Output every entry below word for word, minus the images.

= = =

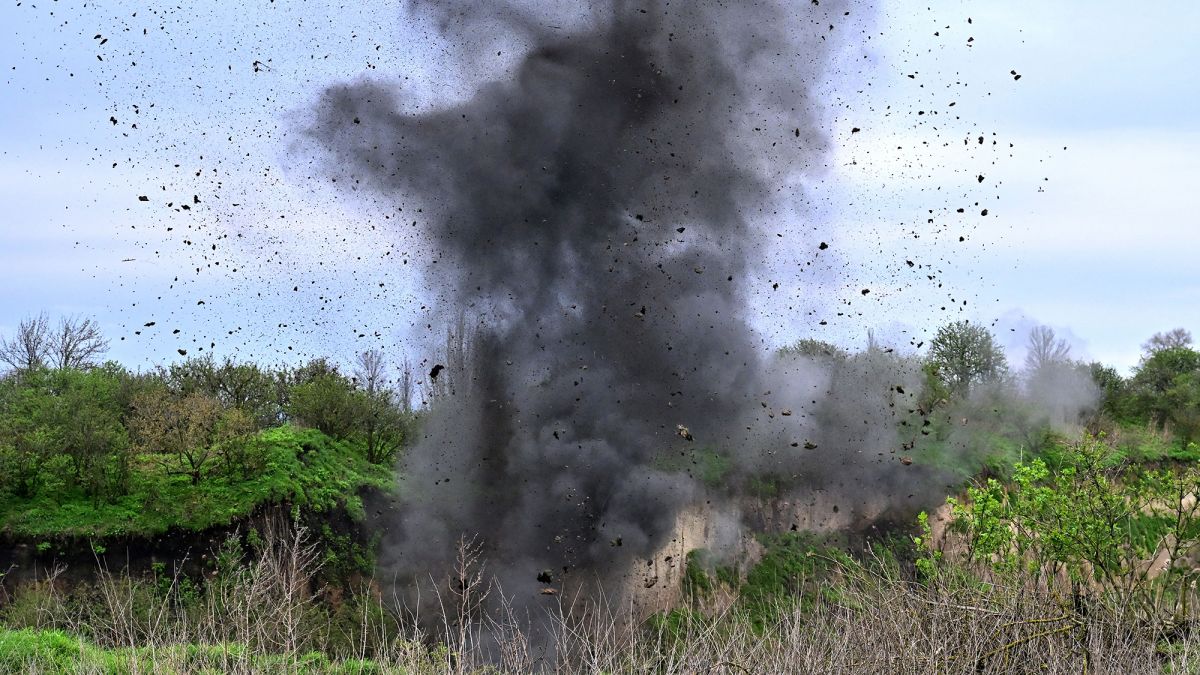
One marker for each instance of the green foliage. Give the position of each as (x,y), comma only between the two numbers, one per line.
(53,652)
(1091,515)
(63,425)
(706,465)
(303,467)
(1167,387)
(795,568)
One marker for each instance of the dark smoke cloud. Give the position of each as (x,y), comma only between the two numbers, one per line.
(597,209)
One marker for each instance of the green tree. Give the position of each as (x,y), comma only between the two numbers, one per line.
(964,354)
(1096,519)
(327,402)
(1183,407)
(1156,376)
(187,429)
(65,425)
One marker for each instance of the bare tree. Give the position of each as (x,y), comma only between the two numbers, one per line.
(1045,350)
(965,354)
(371,370)
(406,387)
(76,342)
(29,346)
(1169,340)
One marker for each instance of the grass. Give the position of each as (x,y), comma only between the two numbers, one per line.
(58,652)
(301,467)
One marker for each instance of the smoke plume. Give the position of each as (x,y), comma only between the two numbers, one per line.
(597,208)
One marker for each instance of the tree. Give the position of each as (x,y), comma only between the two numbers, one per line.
(64,425)
(325,402)
(76,342)
(187,428)
(371,371)
(1115,400)
(1045,350)
(965,354)
(1183,406)
(382,423)
(1173,339)
(1096,519)
(1156,375)
(241,386)
(28,348)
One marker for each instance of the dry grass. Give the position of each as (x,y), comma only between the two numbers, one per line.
(268,617)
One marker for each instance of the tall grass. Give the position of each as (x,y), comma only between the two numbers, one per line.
(268,616)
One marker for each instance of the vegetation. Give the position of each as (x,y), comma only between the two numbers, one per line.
(1077,553)
(301,467)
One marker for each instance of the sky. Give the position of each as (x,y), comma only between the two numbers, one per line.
(1086,172)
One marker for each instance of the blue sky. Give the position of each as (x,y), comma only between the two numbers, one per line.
(1091,226)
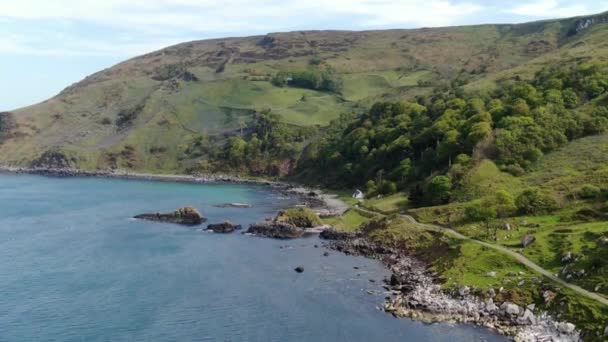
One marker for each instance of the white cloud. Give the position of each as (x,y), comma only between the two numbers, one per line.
(132,27)
(206,15)
(551,9)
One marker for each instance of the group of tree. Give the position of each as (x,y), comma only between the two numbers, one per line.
(424,146)
(262,147)
(316,77)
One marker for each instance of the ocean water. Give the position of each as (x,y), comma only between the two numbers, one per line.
(74,266)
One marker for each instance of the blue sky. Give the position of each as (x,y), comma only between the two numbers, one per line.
(46,45)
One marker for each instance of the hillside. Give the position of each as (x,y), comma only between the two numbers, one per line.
(150,112)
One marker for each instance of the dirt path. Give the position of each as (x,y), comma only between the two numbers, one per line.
(529,263)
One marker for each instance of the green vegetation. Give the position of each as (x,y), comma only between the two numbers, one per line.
(317,78)
(300,217)
(388,204)
(350,221)
(501,138)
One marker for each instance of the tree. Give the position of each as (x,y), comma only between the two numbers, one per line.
(439,190)
(534,202)
(504,203)
(236,150)
(481,211)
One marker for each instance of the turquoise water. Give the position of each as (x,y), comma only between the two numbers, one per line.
(75,267)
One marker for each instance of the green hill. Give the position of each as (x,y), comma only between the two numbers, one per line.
(146,113)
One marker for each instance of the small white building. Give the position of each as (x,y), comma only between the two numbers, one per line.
(358,194)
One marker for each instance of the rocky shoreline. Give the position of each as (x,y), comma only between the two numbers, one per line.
(414,292)
(323,204)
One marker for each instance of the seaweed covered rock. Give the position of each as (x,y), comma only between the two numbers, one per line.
(185,215)
(299,217)
(333,234)
(276,230)
(224,227)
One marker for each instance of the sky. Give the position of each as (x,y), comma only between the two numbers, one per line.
(46,45)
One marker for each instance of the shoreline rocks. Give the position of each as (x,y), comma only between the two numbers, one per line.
(416,293)
(233,205)
(185,216)
(224,227)
(275,230)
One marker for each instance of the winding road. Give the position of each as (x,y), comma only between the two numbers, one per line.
(529,263)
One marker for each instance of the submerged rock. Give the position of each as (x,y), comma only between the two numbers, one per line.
(332,234)
(276,230)
(224,227)
(233,205)
(186,215)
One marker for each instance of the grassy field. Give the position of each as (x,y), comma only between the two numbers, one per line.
(349,221)
(388,204)
(233,81)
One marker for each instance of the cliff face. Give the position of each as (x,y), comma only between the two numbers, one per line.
(145,113)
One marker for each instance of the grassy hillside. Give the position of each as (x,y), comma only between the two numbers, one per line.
(144,113)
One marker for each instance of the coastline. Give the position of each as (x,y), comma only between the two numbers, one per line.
(414,292)
(324,204)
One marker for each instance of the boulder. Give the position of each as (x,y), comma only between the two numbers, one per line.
(490,306)
(275,230)
(510,308)
(464,291)
(566,328)
(527,239)
(548,296)
(528,317)
(224,227)
(186,216)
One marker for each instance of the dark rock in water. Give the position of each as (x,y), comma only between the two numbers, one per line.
(233,205)
(224,227)
(186,215)
(332,234)
(276,230)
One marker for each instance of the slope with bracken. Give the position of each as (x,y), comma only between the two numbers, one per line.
(145,113)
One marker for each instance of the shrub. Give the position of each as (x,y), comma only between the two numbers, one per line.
(589,191)
(535,202)
(479,211)
(439,190)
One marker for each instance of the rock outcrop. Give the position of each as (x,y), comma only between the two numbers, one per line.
(332,234)
(527,239)
(186,216)
(224,227)
(276,230)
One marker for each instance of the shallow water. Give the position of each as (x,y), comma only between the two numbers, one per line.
(75,267)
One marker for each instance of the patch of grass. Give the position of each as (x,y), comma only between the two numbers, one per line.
(350,221)
(484,179)
(299,217)
(445,215)
(387,205)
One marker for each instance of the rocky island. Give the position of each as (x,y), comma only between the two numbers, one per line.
(186,216)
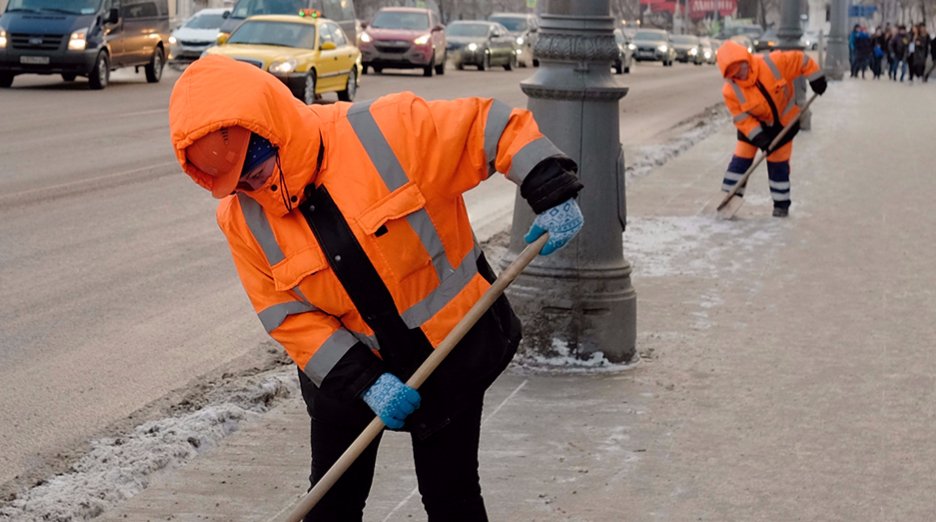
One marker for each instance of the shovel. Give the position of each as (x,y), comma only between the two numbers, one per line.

= = =

RESPONSE BELOW >>
One marker for each instance of the green foliage. Give the position of each as (x,y), comma only between the two numbers, one per line.
(53,652)
(1091,515)
(63,425)
(706,465)
(303,467)
(1167,387)
(795,568)
One marker for each instance of the dark smoke cloud. Give the position of each as (x,y), comma only between the two numbers, one per line.
(597,209)
One marker for each instance of the green tree. Give the position of each as (x,y), comma only between the two numbers, one per line.
(964,354)
(1096,519)
(327,402)
(1183,407)
(1156,376)
(187,429)
(65,425)
One marker for each instance of the bare tree. Give the position of each as (x,y), comma only between the two numbers, one per line.
(1045,350)
(965,354)
(371,370)
(406,387)
(76,342)
(29,346)
(1169,340)
One marker for each instance of the grass. Give the position of each as (x,y), comma only between the two numbers, one per line.
(58,652)
(301,467)
One marker for each instance of the smoke plume. Give the position of each as (x,y), comma only between the two numbers, one per line.
(597,208)
One marker for each instance of the tree. Give the position of each as (x,y), comma only between the two numbers, one per line.
(64,425)
(325,402)
(76,342)
(187,428)
(371,371)
(1115,400)
(1045,350)
(965,354)
(1183,406)
(382,423)
(1173,339)
(1096,519)
(1156,375)
(241,386)
(28,348)
One marker for each instance of the dry grass. Give the position of each as (x,y), comma only between the two numbers, one per line.
(268,617)
One marker for each instance of the tall grass. Give the position of each as (x,y), comma only between the two numbers, one per line.
(268,616)
One marker for each instance of the vegetation. Give the position of each as (x,y), comma only between the two numbers, one per line.
(1077,553)
(301,467)
One marker for each instance of the sky. Give the position of each as (x,y), comma only between the two numbers, one per line.
(1086,172)
One marker for each instance of the blue sky. Give the position of each as (x,y), comma only between the two numbers, one per line.
(1091,226)
One marker for each instance of the white cloud. Give the position of each as (x,y), comma only between the two numbers, one per line.
(132,27)
(206,15)
(551,9)
One marker for each instance of the group of tree. Give the position of each as (x,y), comma only between the two numbers, one per line.
(424,146)
(262,147)
(316,77)
One marker for each instance of the ocean water. Give the position of each as (x,y), comma only between the two numbers, one per line.
(74,266)
One marker for each instance of the blue sky. Give the position of each as (x,y), comma only between the two numbers, one per line.
(46,45)
One marker for each instance of the hillside. Give the position of each as (x,y), comma only between the two numbers, one per line.
(150,112)
One marker for each instance of the dirt path. Give the position of each as (x,y), comma only between the two numbers, one per line.
(529,263)
One marker for each instance of the green vegetation. Give the position of each as (x,y), comma only between the two numbers, one per line.
(317,78)
(300,217)
(388,204)
(350,221)
(501,138)
One marker for each instance of the tree. Give the position of each as (x,y), comma only between the two numbers, one per line.
(439,190)
(534,202)
(504,203)
(236,150)
(481,211)
One marker for each instance of the turquoise water. Give the position of each as (x,y), comma only between the two numbers, one per line.
(75,267)
One marker for each instance of the green hill. Give the position of each as (x,y), comma only between the two numbers, one per line.
(146,113)
One marker for each instance of the small white building. Give the position of each as (x,y), comma only between the two numbers, one per line.
(358,194)
One marker for each instance of the rocky shoreline. Give the position of each as (x,y), comma only between the two numbers, one per line.
(414,292)
(323,204)
One marker for each instance of the seaweed covered rock. Give the position of each as (x,y), comma only between the two numbers, one per line.
(185,215)
(299,217)
(333,234)
(276,230)
(224,227)
One marker for each instance of the sky. Give the position of each as (x,y), comma only between the two numbers, one per line.
(46,45)
One marker for each instance of the shoreline rocks. Give the position of each as (x,y), comma only between the two numbers, one per line.
(416,293)
(233,205)
(185,216)
(224,227)
(275,230)
One marker for each instance of the winding road. Give the position of each as (x,y), comma only between the two numbers, one per line.
(529,263)
One marker for each instance of the submerged rock. Give the position of each as (x,y), comma only between the two numbers, one per line.
(332,234)
(276,230)
(224,227)
(233,205)
(186,215)
One marker for each instance of the grassy field. Give the position of each as (x,y), comma only between the two numbers, one per line.
(349,221)
(388,204)
(233,81)
One marker for each instance of the cliff face. Give the position of each as (x,y), comma only between the two numbers, one per line.
(145,113)
One marker for each instance of the grassy hillside. Give the position of each as (x,y), comma only between the two numbers, one per line.
(144,113)
One marker for each instance of the coastline. Give the position of each as (x,y), comma only between the two numbers, one per line.
(414,292)
(324,204)
One marker for each instance of the boulder. Give the position of each as (x,y), comma only between the two numbers, one per line.
(490,306)
(275,230)
(510,308)
(464,291)
(566,328)
(527,239)
(548,296)
(528,317)
(224,227)
(186,216)
One marker for each instance of the dark rock in water. Give the position of each as (x,y), comma only between the two numbers, one per line.
(233,205)
(224,227)
(186,215)
(332,234)
(276,230)
One marker for each instance of the slope with bracken. Give the position of each as (x,y), comma only between the two numbers, one per line.
(145,113)
One marker for each instance of the shrub. Give the position of each as (x,y), comma only between the two numbers, one per line.
(589,191)
(535,202)
(479,211)
(439,190)
One marker for each instance of the rock outcrop. Give the position of each as (x,y), comma only between the two numbers, one per line.
(332,234)
(527,239)
(186,216)
(224,227)
(276,230)
One marker for each instance of the shallow water. Give the position of each as (x,y), comma only between the two numbers, one per line.
(75,267)
One marker for each instance of the patch of grass. Give the position of each as (x,y), comma only between the two numbers, one per line.
(350,221)
(484,179)
(299,217)
(445,215)
(387,205)
One marker for each instance of the rocky island. Give the position of each as (x,y), comma only between the two numbers, one per line.
(186,216)
One marker for each instance of the shovel. Give the position of each as (x,y), comma only between the two numbers, one per line.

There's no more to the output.